Write out the full news article about Governor Bevin's inquiry into the Beshear administration, copying every word and punctuation mark without change.

**DOCUMENT SEGMENT:**
◇ ◇ ◇ ◇ ◇ ◇ ◇

FRANKFORT, Ky. (AP) — Kentucky's Republican governor said Tuesday he is hiring a private law firm to help investigate his Democratic predecessor for what he said were potentially illegal procurement practices.
Republican Gov. Matt Bevin said the firm will assist the state's Finance Cabinet in scrutinizing no-bid contracts and also reports of state workers being forced to make political donations by the administration of former Gov. Steve Beshear. Under state law, the private firm will have the power to subpoena witnesses and documents.
"Let's be clear: corruption and pay-to-play, or pay-to-stay, will not be tolerated in this administration," Bevin told reporters, reading from a statement at the Capitol. He refused to answer questions.
Beshear called Bevin's inquiry a "pathetic spectacle" and said the accusations "have absolutely no basis in truth."
"At some point, Matt Bevin has to realize there is a time to campaign and a time to govern," Beshear said in a news release.
Bevin's announcement escalates the political war between the two administrations. Bevin and Beshear have been at odds for months, starting with a dispute over Beshear's appointment of his wife to an unpaid state commission post and continuing on to a battle over Kentucky's health care system. Beshear has launched a nonprofit critical of Bevin's health care policies that is raising money to "educate voters."
Earlier this month, Beshear's son, Attorney General Andy Beshear, sued Bevin over his mid-year budget cuts. That case awaits a hearing Thursday.
At his Capitol appearance, Bevin accused the Beshear administration of threatening to fire state employees if they did not make donations to Democratic political campaigns and causes. Without citing specifics, Bevin said state workers have "stepped forward on numerous occasions" and added they were coerced into making donations "out of fear of loss of their jobs or other retribution."

◇ ◇ ◇ ◇ ◇ ◇ ◇

[Descriptions of regions in natural language]

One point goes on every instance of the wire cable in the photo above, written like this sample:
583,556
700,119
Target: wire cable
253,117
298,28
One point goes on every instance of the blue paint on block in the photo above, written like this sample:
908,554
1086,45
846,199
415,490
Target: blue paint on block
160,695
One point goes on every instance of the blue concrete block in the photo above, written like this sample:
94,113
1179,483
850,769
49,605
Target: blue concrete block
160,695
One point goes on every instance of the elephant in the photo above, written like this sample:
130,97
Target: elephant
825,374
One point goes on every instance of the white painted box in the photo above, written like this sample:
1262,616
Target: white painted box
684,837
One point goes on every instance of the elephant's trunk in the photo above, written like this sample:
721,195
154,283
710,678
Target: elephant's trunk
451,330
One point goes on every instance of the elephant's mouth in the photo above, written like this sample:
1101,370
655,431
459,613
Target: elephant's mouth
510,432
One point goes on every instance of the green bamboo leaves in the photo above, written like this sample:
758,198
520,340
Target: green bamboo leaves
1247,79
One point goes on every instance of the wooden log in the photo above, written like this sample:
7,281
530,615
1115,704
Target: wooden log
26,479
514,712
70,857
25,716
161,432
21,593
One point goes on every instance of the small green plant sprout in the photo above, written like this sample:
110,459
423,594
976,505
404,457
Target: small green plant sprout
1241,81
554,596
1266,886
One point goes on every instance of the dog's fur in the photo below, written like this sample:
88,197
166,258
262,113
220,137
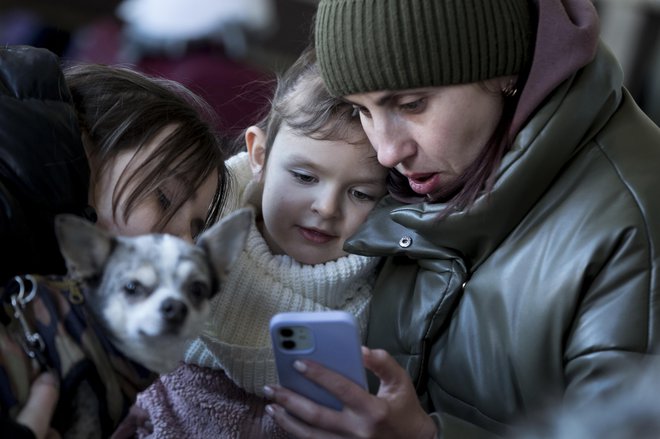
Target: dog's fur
150,293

◇ ◇ ◇ ◇ ◇ ◇ ◇

**RESPONSE TO THE EXERCISE:**
FRANKFORT, Ky. (AP) — Kentucky's Republican governor said Tuesday he is hiring a private law firm to help investigate his Democratic predecessor for what he said were potentially illegal procurement practices.
Republican Gov. Matt Bevin said the firm will assist the state's Finance Cabinet in scrutinizing no-bid contracts and also reports of state workers being forced to make political donations by the administration of former Gov. Steve Beshear. Under state law, the private firm will have the power to subpoena witnesses and documents.
"Let's be clear: corruption and pay-to-play, or pay-to-stay, will not be tolerated in this administration," Bevin told reporters, reading from a statement at the Capitol. He refused to answer questions.
Beshear called Bevin's inquiry a "pathetic spectacle" and said the accusations "have absolutely no basis in truth."
"At some point, Matt Bevin has to realize there is a time to campaign and a time to govern," Beshear said in a news release.
Bevin's announcement escalates the political war between the two administrations. Bevin and Beshear have been at odds for months, starting with a dispute over Beshear's appointment of his wife to an unpaid state commission post and continuing on to a battle over Kentucky's health care system. Beshear has launched a nonprofit critical of Bevin's health care policies that is raising money to "educate voters."
Earlier this month, Beshear's son, Attorney General Andy Beshear, sued Bevin over his mid-year budget cuts. That case awaits a hearing Thursday.
At his Capitol appearance, Bevin accused the Beshear administration of threatening to fire state employees if they did not make donations to Democratic political campaigns and causes. Without citing specifics, Bevin said state workers have "stepped forward on numerous occasions" and added they were coerced into making donations "out of fear of loss of their jobs or other retribution."